═══ Supplied material ═══
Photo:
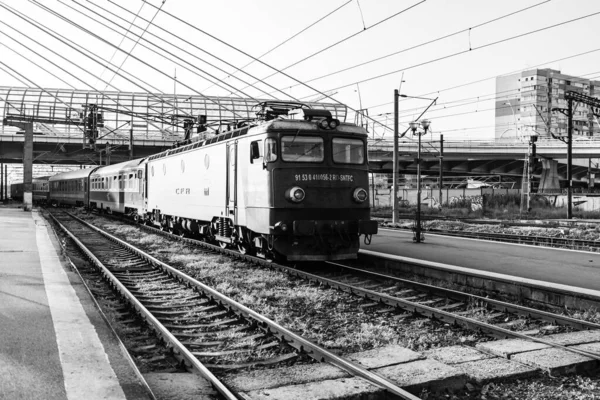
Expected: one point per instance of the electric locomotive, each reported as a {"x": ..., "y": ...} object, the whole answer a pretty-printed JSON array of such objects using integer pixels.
[{"x": 295, "y": 189}]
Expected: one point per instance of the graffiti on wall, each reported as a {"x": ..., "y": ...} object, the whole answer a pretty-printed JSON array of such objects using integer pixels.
[{"x": 474, "y": 202}]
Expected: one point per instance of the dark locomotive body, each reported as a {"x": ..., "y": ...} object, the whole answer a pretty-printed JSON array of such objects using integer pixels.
[
  {"x": 290, "y": 189},
  {"x": 284, "y": 188}
]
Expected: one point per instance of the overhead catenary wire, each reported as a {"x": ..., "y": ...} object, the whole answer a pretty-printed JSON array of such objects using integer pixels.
[
  {"x": 122, "y": 40},
  {"x": 36, "y": 64},
  {"x": 136, "y": 58},
  {"x": 465, "y": 51},
  {"x": 287, "y": 40},
  {"x": 495, "y": 76},
  {"x": 112, "y": 45},
  {"x": 344, "y": 40},
  {"x": 135, "y": 44},
  {"x": 171, "y": 44},
  {"x": 257, "y": 60},
  {"x": 63, "y": 40},
  {"x": 424, "y": 43}
]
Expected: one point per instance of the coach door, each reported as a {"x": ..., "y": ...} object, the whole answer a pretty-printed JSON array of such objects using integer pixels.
[{"x": 231, "y": 205}]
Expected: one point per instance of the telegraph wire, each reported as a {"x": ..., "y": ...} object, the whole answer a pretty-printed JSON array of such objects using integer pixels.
[
  {"x": 136, "y": 58},
  {"x": 173, "y": 45},
  {"x": 495, "y": 76},
  {"x": 259, "y": 61},
  {"x": 89, "y": 32},
  {"x": 343, "y": 40},
  {"x": 465, "y": 51},
  {"x": 135, "y": 44},
  {"x": 287, "y": 40},
  {"x": 61, "y": 39},
  {"x": 46, "y": 59},
  {"x": 34, "y": 63},
  {"x": 424, "y": 43},
  {"x": 121, "y": 42}
]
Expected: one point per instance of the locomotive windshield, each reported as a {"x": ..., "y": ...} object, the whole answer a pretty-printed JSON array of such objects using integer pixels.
[
  {"x": 302, "y": 148},
  {"x": 348, "y": 151}
]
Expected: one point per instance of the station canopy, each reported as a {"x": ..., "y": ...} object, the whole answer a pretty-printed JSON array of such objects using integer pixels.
[{"x": 148, "y": 114}]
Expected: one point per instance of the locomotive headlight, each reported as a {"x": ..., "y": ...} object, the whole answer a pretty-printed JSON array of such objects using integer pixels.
[
  {"x": 295, "y": 194},
  {"x": 360, "y": 195}
]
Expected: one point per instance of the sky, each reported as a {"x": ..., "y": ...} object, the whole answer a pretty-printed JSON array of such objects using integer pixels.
[{"x": 451, "y": 50}]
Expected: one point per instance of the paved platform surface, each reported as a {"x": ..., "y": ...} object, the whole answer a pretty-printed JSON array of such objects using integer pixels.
[
  {"x": 54, "y": 343},
  {"x": 567, "y": 267}
]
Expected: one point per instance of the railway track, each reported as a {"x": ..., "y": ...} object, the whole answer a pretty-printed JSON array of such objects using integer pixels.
[
  {"x": 401, "y": 298},
  {"x": 207, "y": 331}
]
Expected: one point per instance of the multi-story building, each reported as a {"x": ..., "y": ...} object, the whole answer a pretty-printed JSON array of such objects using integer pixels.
[{"x": 525, "y": 100}]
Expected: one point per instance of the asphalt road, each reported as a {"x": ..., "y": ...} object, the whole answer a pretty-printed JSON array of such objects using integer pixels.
═══
§ Instruction
Put each line of the rows above into a JSON list of strings, one string per line, skipping blank lines. Leave the pictures out.

§ Problem solution
[
  "Photo:",
  "Expected: one point per instance of the electric locomotive, each reported as a {\"x\": ..., \"y\": ...} object, the whole answer a pretty-printed JSON array of such objects using integer pixels.",
  "[{\"x\": 295, \"y\": 189}]",
  "Expected: one point per instance of the graffiti on wall, each reported as a {\"x\": ..., \"y\": ...} object, the whole answer a pretty-printed JSON array of such objects using integer pixels.",
  "[{\"x\": 474, \"y\": 202}]",
  "Expected: one point per instance of the dark locomotive body, each reported as a {\"x\": ..., \"y\": ...} object, the whole answer a pretty-printed JSON array of such objects using integer pixels.",
  "[",
  "  {\"x\": 290, \"y\": 189},",
  "  {\"x\": 284, \"y\": 188}",
  "]",
  "Expected: one point per instance of the overhead catenary wire, each reported as a {\"x\": ..., \"y\": ...} object, the whole answer a pretty-printed JSON array of such objects using integer pixels.",
  "[",
  "  {\"x\": 122, \"y\": 40},",
  "  {\"x\": 36, \"y\": 64},",
  "  {\"x\": 136, \"y\": 58},",
  "  {\"x\": 465, \"y\": 51},",
  "  {\"x\": 287, \"y\": 40},",
  "  {\"x\": 495, \"y\": 76},",
  "  {\"x\": 112, \"y\": 45},",
  "  {\"x\": 344, \"y\": 40},",
  "  {\"x\": 135, \"y\": 44},",
  "  {\"x\": 171, \"y\": 44},",
  "  {\"x\": 257, \"y\": 60},",
  "  {\"x\": 63, \"y\": 40},",
  "  {\"x\": 424, \"y\": 43}",
  "]",
  "Expected: one point per instance of the coach door, each reported as a {\"x\": ..., \"y\": ...} object, the whole answer a pretty-printed JSON array of such objects using integer pixels.",
  "[{\"x\": 231, \"y\": 205}]",
  "Expected: one point per instance of the telegraph wire, each reported as a {\"x\": ..., \"y\": ...} object, the whole answer a pretty-printed JSON array of such objects using integer pixels.",
  "[",
  "  {\"x\": 136, \"y\": 58},",
  "  {\"x\": 173, \"y\": 45},",
  "  {\"x\": 495, \"y\": 76},",
  "  {\"x\": 259, \"y\": 61},",
  "  {\"x\": 89, \"y\": 32},",
  "  {\"x\": 343, \"y\": 40},",
  "  {\"x\": 465, \"y\": 51},",
  "  {\"x\": 135, \"y\": 44},",
  "  {\"x\": 287, \"y\": 40},",
  "  {\"x\": 61, \"y\": 39},",
  "  {\"x\": 46, \"y\": 59},",
  "  {\"x\": 34, \"y\": 63},",
  "  {\"x\": 424, \"y\": 43},",
  "  {\"x\": 121, \"y\": 42}",
  "]",
  "Expected: one point per instance of the locomotive windshield, each reported as a {\"x\": ..., \"y\": ...} object, the whole answer a pretty-printed JSON array of such objects using integer pixels.",
  "[",
  "  {\"x\": 302, \"y\": 148},",
  "  {\"x\": 348, \"y\": 151}",
  "]",
  "Expected: one point per instance of the station canopy, each reported as a {\"x\": ..., \"y\": ...} object, the whole answer a pretty-printed JSON array of such objects using integer pixels.",
  "[{\"x\": 148, \"y\": 114}]",
  "Expected: one point per instance of the locomotive headlight, each reported as a {\"x\": ..., \"y\": ...} object, the whole answer a pretty-printed JSON array of such objects using integer pixels.",
  "[",
  "  {\"x\": 295, \"y\": 194},",
  "  {\"x\": 360, \"y\": 195}",
  "]",
  "Expected: one point per instance of the sky, each reported as a {\"x\": ..., \"y\": ...} object, the whole answer a pretty-printed JSON array of such objects using integer pixels.",
  "[{\"x\": 451, \"y\": 50}]",
  "Expected: one point per instance of the paved platform surface, each reported as a {\"x\": ..., \"y\": ...} object, the whole answer a pretty-printed JSON array of such objects using integer pixels.",
  "[",
  "  {\"x\": 54, \"y\": 343},",
  "  {\"x\": 567, \"y\": 267}",
  "]",
  "Expected: one point per instance of the railway track, each reported as a {\"x\": ..., \"y\": ...} object, the whole answer a pretty-printed JSON array of such objects using integer pixels.",
  "[",
  "  {\"x\": 401, \"y\": 298},",
  "  {\"x\": 207, \"y\": 331}",
  "]",
  "Expected: one point per instance of the multi-story building, each reported as a {\"x\": ..., \"y\": ...} object, the whole answer a pretty-printed JSON array of such objects using integer pixels.",
  "[{\"x\": 525, \"y\": 100}]",
  "Expected: one point per instance of the asphalt road, each reported as a {\"x\": ..., \"y\": ...} object, the whole answer a pretty-printed JSON array of such objects using integer pixels."
]